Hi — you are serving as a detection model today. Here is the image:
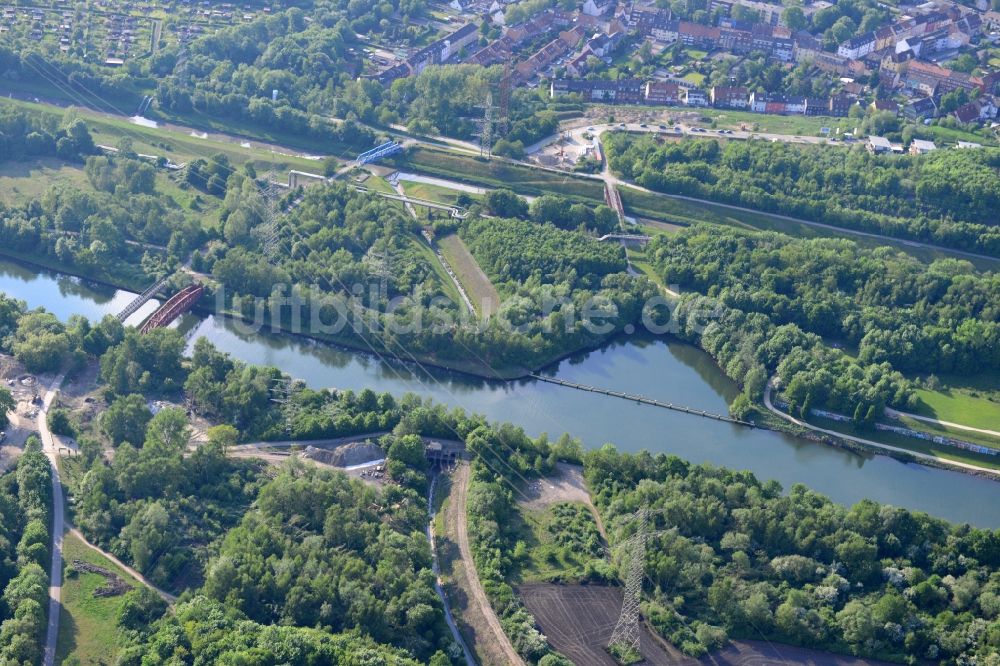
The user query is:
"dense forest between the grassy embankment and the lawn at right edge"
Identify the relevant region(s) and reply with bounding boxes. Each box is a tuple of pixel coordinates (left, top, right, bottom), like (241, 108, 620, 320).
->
(649, 226, 1000, 374)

* _Your objective_
Each record above must be set down again unchanged, with its pictures left out.

* _Response for this exercise_
Hi — you are serving as a detection model today. Here is the image:
The user query is:
"dense forest between the grassy embankment and the lawn at right edge"
Identify the relevant region(s) and reply with bounding boxes. Each box is a tuple of pixel coordinates (left, top, right, bottom), like (241, 108, 620, 320).
->
(649, 226, 1000, 374)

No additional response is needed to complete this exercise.